(Task brief):
Locate the line that contains "detecting bicycle frame.", then copy it and all later lines of the data below exactly, through the last one.
╔══
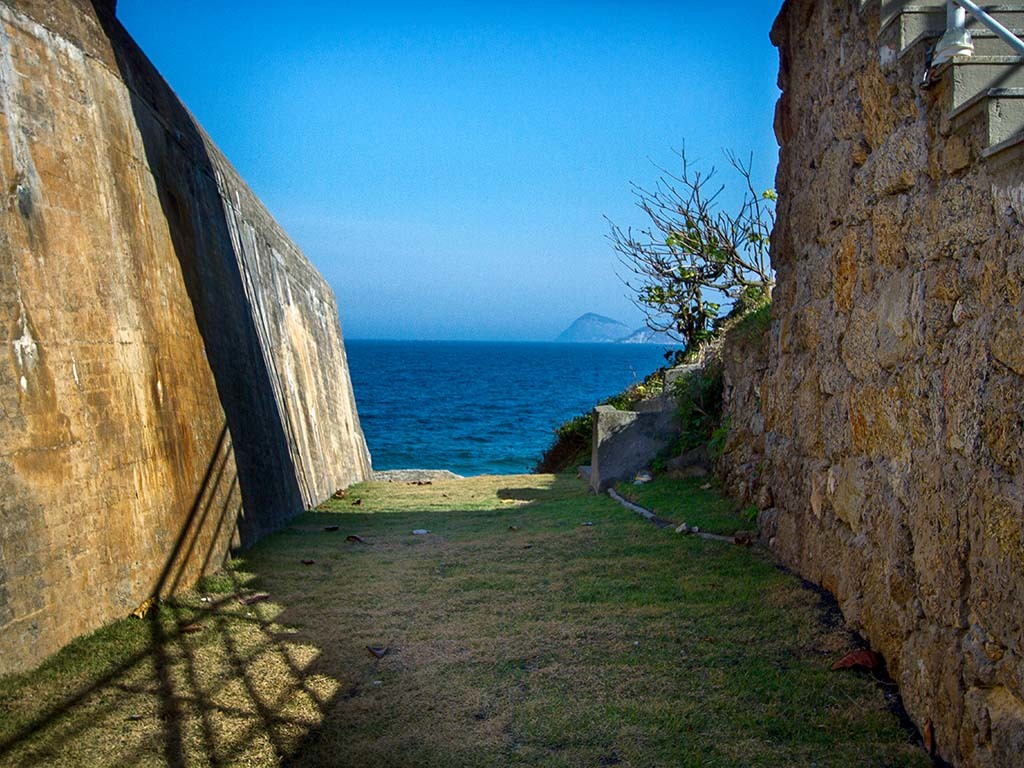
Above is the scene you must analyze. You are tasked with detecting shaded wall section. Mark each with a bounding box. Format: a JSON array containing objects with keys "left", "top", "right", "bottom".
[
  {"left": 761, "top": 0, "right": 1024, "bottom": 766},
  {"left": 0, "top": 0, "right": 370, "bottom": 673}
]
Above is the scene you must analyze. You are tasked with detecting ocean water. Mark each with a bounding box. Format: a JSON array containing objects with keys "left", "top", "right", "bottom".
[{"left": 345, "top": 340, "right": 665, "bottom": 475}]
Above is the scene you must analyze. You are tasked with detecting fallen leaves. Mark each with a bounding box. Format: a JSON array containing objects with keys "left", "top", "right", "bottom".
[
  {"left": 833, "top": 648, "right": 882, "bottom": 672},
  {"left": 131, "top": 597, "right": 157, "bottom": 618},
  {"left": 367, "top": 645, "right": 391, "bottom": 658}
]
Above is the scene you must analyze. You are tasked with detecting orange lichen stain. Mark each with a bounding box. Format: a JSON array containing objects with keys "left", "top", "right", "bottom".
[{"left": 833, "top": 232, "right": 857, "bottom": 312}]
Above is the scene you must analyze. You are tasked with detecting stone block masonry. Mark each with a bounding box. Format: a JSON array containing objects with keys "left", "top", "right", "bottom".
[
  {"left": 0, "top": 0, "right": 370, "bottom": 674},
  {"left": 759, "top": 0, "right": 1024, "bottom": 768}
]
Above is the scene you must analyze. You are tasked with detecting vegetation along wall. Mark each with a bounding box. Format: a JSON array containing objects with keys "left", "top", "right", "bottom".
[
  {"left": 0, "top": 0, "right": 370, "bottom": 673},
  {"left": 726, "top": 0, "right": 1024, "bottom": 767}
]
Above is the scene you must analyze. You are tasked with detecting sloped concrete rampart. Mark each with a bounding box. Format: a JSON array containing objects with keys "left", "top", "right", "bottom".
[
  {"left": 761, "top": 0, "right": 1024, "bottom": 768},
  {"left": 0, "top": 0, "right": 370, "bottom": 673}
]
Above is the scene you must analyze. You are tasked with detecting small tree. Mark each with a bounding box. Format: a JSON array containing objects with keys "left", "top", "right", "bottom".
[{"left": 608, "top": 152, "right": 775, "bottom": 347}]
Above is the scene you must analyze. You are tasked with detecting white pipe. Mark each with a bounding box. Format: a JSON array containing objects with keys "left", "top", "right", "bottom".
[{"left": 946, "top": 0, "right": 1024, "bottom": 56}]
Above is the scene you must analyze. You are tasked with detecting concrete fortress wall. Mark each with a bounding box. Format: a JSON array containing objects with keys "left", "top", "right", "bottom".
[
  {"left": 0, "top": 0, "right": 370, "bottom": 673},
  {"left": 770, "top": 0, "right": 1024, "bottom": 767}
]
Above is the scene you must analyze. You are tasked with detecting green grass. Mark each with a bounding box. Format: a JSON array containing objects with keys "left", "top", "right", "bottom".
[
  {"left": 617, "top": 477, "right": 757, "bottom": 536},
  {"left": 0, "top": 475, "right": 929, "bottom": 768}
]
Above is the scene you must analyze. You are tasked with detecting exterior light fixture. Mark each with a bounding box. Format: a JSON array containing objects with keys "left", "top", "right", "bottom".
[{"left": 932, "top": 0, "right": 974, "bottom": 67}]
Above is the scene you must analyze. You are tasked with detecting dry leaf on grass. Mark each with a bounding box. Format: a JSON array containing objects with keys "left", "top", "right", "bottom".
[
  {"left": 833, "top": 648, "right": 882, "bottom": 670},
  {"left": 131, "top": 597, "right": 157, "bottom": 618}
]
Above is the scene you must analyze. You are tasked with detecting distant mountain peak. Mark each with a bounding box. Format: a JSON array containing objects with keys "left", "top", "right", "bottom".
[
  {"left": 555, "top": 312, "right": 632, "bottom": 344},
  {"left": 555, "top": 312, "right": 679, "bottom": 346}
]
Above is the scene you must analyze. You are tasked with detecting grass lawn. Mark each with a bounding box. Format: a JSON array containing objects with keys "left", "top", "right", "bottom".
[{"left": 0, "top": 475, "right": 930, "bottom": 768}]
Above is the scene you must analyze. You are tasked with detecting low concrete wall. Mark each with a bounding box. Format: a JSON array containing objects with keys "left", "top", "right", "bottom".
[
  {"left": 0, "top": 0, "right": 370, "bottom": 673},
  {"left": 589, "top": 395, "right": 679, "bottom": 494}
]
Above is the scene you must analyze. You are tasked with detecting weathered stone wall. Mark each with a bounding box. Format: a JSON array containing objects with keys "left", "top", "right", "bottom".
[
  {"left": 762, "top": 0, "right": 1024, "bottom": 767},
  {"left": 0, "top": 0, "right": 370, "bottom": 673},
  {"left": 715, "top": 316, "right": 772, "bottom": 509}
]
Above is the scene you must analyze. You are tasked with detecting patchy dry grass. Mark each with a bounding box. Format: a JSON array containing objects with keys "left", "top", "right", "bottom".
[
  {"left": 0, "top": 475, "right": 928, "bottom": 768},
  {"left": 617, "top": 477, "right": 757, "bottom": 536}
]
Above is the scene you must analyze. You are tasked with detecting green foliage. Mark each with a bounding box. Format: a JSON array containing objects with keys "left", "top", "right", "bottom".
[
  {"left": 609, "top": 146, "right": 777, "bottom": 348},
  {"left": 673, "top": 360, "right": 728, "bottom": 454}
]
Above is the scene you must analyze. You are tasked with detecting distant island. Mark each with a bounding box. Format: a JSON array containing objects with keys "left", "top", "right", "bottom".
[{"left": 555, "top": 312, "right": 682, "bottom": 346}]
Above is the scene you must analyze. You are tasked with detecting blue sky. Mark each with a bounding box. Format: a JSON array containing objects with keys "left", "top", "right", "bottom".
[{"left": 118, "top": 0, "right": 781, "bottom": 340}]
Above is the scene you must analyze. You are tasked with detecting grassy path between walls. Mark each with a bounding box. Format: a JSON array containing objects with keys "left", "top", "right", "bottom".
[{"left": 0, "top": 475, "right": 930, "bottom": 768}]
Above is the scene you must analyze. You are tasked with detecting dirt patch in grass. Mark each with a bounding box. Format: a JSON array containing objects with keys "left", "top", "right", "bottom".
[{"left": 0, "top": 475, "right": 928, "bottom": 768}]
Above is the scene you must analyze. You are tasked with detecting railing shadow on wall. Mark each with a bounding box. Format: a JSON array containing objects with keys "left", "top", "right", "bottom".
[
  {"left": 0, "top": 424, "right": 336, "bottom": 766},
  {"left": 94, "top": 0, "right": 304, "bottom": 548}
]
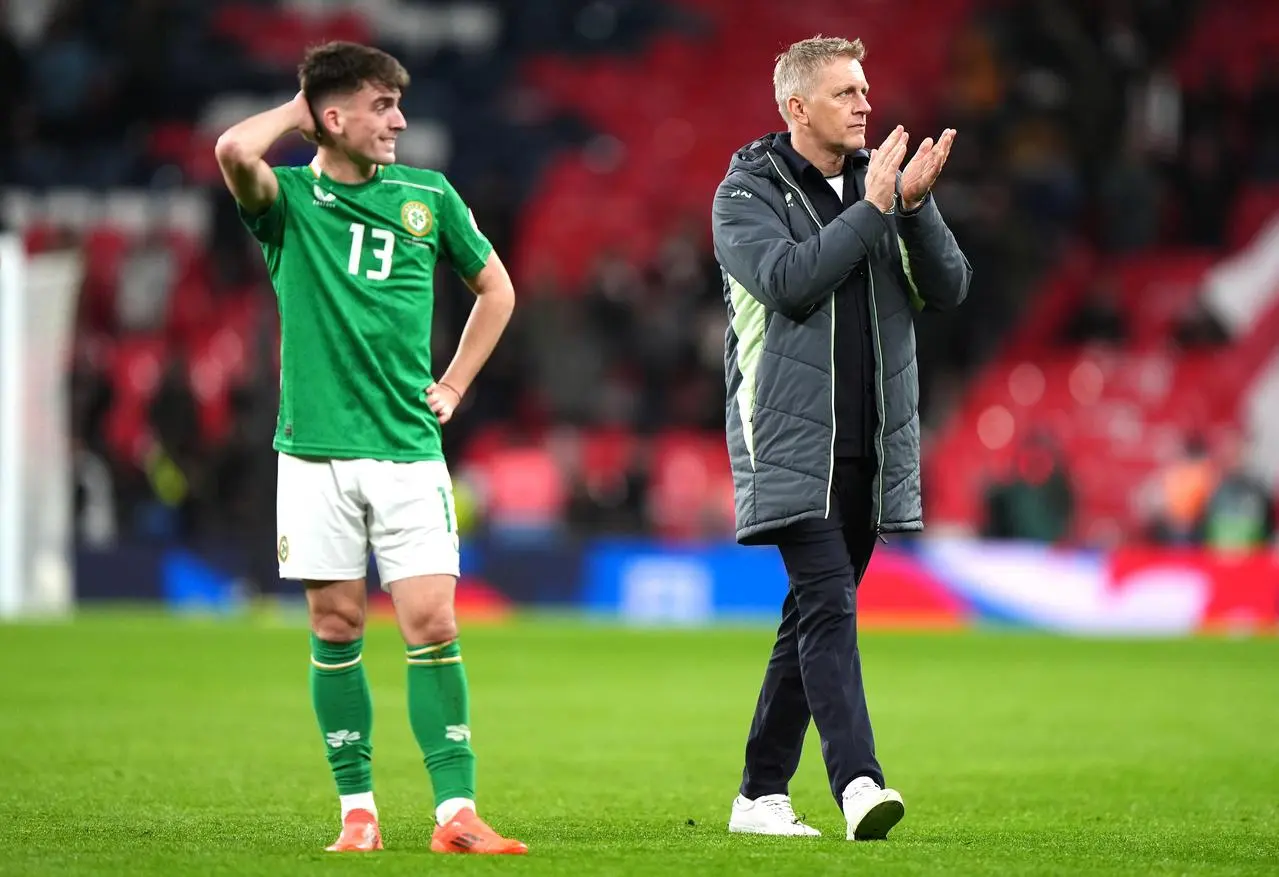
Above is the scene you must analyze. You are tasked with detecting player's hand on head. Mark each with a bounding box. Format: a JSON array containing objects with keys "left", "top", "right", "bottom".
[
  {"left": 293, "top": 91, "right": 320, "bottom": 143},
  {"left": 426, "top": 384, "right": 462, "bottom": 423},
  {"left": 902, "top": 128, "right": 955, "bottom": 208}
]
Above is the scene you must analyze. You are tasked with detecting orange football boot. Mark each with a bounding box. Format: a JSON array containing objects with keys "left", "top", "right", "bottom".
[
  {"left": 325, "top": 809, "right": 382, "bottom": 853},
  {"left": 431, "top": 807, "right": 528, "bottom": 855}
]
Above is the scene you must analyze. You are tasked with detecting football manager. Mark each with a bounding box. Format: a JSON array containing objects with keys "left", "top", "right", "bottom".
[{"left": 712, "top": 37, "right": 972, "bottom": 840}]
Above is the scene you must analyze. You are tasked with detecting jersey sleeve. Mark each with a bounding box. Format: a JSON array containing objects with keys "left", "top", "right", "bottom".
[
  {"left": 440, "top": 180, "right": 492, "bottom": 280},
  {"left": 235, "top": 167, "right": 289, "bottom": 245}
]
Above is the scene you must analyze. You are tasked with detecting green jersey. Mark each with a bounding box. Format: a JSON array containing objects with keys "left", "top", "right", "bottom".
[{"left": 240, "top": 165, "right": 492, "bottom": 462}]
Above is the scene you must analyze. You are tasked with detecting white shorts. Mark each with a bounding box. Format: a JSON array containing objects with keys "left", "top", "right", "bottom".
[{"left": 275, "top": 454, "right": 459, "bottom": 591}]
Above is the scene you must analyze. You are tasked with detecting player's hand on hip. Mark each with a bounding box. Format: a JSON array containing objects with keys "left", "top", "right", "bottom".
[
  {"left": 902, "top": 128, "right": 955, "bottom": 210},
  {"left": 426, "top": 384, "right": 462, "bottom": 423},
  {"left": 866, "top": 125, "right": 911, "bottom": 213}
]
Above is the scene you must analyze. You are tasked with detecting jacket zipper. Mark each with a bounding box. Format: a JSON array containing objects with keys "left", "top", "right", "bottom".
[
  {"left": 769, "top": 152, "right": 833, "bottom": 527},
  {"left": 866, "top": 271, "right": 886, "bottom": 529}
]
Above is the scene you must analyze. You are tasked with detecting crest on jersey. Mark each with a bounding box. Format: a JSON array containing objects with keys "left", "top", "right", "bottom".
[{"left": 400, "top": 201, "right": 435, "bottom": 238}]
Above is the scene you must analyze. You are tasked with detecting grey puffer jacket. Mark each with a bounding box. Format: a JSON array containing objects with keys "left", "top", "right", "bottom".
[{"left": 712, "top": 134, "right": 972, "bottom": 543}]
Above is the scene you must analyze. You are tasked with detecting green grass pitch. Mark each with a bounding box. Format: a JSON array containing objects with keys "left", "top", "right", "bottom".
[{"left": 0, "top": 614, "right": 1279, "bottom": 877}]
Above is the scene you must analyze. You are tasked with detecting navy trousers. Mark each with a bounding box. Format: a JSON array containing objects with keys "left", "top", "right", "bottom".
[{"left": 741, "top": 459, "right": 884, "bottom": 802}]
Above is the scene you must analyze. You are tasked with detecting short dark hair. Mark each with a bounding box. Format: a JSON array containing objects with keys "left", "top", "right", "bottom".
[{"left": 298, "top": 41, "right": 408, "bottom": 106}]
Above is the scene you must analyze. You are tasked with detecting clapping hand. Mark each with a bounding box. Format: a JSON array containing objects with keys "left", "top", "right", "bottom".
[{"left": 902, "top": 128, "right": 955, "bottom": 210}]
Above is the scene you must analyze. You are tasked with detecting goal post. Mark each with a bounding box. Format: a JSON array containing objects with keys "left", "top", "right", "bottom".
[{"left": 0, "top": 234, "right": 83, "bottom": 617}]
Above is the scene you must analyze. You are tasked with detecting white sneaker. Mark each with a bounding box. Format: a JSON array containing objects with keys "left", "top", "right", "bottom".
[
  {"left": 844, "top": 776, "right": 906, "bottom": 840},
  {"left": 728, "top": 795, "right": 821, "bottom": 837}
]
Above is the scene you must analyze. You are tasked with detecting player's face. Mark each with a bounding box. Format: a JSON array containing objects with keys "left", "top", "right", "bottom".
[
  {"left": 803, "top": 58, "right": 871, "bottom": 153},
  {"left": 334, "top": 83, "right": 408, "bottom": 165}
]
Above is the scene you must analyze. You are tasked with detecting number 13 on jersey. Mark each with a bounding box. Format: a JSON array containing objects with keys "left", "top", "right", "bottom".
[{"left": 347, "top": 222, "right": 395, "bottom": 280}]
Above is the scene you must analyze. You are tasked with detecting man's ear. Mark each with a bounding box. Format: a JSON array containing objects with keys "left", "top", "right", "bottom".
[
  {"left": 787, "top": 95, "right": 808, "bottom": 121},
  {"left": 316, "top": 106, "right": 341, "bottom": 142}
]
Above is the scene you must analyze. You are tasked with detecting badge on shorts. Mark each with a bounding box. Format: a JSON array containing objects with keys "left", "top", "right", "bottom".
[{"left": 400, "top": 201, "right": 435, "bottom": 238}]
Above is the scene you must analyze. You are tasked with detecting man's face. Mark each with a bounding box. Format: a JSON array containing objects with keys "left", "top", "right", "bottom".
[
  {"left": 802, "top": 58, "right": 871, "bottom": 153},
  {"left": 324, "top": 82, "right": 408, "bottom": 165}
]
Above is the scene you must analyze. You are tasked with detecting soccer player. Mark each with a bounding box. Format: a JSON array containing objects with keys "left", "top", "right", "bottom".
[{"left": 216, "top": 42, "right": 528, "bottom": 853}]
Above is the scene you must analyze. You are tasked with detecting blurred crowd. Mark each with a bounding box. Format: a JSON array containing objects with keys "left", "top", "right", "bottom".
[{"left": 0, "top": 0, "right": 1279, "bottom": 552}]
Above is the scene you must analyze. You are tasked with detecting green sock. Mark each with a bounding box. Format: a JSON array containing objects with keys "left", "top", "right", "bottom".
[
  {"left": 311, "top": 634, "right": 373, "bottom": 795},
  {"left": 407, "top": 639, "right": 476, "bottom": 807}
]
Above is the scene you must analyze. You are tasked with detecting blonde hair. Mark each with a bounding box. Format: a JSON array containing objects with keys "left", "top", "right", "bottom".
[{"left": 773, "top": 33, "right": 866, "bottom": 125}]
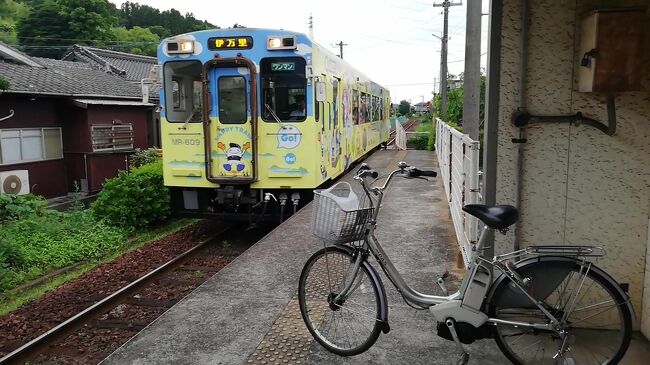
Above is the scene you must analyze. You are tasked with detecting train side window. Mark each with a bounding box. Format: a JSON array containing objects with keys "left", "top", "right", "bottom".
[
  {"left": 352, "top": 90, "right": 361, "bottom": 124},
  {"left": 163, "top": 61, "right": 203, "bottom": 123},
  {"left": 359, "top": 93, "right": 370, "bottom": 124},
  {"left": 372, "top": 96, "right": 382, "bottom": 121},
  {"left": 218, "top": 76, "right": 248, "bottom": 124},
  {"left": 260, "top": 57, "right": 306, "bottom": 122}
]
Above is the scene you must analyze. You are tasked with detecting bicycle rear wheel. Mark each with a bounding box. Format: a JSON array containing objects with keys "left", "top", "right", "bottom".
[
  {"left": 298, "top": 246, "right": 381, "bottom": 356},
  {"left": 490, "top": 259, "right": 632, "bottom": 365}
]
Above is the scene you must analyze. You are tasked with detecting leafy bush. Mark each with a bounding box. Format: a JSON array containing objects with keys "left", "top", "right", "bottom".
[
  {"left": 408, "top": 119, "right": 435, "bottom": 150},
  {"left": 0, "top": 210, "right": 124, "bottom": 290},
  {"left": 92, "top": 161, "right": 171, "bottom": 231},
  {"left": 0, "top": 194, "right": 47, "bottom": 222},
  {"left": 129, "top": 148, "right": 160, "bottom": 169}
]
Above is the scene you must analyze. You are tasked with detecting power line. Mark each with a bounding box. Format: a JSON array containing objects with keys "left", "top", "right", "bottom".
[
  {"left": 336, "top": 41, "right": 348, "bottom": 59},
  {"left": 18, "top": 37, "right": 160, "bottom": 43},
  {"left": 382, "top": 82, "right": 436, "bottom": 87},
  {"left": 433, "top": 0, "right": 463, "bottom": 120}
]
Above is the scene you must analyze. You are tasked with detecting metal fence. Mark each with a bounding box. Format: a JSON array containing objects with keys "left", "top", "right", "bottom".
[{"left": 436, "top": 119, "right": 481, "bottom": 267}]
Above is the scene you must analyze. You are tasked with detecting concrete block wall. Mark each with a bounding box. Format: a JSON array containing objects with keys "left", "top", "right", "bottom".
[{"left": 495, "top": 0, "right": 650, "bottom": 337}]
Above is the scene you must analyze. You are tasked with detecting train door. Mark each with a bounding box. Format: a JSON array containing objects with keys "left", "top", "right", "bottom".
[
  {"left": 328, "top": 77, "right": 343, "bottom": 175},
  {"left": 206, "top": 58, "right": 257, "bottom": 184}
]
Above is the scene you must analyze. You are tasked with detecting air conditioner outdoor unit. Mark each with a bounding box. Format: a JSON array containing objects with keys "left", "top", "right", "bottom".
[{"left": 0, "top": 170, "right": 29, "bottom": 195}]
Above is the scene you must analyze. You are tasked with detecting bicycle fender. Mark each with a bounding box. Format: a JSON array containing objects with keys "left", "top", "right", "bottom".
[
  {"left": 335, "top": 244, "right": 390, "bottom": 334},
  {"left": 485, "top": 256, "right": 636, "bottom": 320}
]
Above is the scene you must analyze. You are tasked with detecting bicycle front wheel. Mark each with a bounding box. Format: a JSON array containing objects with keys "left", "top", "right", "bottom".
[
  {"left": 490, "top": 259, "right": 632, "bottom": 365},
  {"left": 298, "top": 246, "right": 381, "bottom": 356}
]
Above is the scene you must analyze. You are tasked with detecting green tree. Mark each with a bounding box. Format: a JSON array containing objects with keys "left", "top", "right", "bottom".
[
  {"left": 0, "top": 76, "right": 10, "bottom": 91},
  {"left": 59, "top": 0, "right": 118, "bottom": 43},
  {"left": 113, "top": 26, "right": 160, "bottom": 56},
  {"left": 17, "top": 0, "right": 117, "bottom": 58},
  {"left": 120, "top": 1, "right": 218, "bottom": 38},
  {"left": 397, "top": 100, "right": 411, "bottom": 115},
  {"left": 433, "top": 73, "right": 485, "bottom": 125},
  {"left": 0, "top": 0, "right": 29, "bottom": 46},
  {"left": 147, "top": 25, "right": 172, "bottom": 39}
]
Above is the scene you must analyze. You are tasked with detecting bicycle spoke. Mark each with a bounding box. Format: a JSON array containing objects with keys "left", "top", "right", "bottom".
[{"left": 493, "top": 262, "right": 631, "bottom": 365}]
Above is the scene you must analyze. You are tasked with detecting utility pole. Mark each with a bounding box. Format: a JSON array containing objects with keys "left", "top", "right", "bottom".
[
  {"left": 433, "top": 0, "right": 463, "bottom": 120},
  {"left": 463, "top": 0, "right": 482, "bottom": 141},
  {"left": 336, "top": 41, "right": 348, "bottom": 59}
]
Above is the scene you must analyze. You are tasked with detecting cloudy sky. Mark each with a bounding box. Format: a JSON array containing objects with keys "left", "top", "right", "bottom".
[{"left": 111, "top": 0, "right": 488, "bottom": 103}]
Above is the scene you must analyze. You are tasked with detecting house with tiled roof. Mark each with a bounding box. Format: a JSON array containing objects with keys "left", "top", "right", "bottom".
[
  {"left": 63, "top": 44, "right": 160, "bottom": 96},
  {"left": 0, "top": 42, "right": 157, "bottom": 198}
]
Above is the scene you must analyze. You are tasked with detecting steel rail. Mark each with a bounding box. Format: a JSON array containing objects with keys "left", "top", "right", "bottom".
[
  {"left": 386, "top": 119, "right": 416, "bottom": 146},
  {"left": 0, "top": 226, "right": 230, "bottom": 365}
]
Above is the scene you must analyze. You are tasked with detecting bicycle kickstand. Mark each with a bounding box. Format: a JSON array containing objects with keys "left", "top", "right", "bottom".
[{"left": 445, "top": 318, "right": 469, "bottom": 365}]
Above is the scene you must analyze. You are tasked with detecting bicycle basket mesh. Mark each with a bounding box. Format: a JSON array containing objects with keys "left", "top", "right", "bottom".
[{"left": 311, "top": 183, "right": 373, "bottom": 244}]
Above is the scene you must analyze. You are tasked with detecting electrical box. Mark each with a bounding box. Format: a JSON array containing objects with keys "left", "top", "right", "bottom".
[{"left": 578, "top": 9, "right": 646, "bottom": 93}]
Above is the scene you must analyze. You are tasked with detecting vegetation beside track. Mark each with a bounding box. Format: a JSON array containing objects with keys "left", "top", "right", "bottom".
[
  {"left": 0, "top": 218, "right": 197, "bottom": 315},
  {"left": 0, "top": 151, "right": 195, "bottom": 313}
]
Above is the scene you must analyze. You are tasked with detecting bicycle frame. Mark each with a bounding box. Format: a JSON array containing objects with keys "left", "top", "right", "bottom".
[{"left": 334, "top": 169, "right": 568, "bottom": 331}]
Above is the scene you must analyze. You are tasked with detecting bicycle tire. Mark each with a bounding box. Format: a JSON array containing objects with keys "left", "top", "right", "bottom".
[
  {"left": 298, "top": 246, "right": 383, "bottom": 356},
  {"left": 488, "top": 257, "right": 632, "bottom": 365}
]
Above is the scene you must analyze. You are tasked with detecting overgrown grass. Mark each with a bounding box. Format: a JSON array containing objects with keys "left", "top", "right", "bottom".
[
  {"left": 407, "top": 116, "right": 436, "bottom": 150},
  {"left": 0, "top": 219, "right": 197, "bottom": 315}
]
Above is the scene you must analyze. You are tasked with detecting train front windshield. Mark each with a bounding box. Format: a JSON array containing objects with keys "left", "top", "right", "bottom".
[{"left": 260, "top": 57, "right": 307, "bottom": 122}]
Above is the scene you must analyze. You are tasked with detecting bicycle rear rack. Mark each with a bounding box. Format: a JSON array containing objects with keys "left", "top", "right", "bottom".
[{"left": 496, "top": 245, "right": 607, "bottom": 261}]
╚══
(Answer to the task):
Above is the scene you must analyze. You are tasked with detecting bicycle frame. Mark each with a bounding box. Format: a JSON array containing objects with keys "left", "top", "right", "bottom".
[{"left": 334, "top": 169, "right": 568, "bottom": 331}]
Above is the scene you must analyze. You are tasked with detecting bicycle tire. Mark each with a bounding box. Format: a JSON array containing objects with keys "left", "top", "right", "bottom".
[
  {"left": 298, "top": 246, "right": 383, "bottom": 356},
  {"left": 488, "top": 257, "right": 632, "bottom": 365}
]
Above is the scene you must analyze. You are tasked with detecting overgrown grass. Mark each with a bounding box. Format: a JSON array containing objects with keys "left", "top", "right", "bottom".
[
  {"left": 407, "top": 116, "right": 436, "bottom": 150},
  {"left": 0, "top": 219, "right": 197, "bottom": 315}
]
Above is the scene you must analyze. You are tasked with detecting train front windshield. Mark each with a bounding box. Format: a JSON array containing objects with keys "left", "top", "right", "bottom".
[{"left": 260, "top": 57, "right": 307, "bottom": 122}]
Above is the scene you must analyze. You are tasked with detecting bicycle rear rack. Mark each with a bounding box. Format: a JSON array containing objects with keys "left", "top", "right", "bottom".
[{"left": 496, "top": 245, "right": 607, "bottom": 261}]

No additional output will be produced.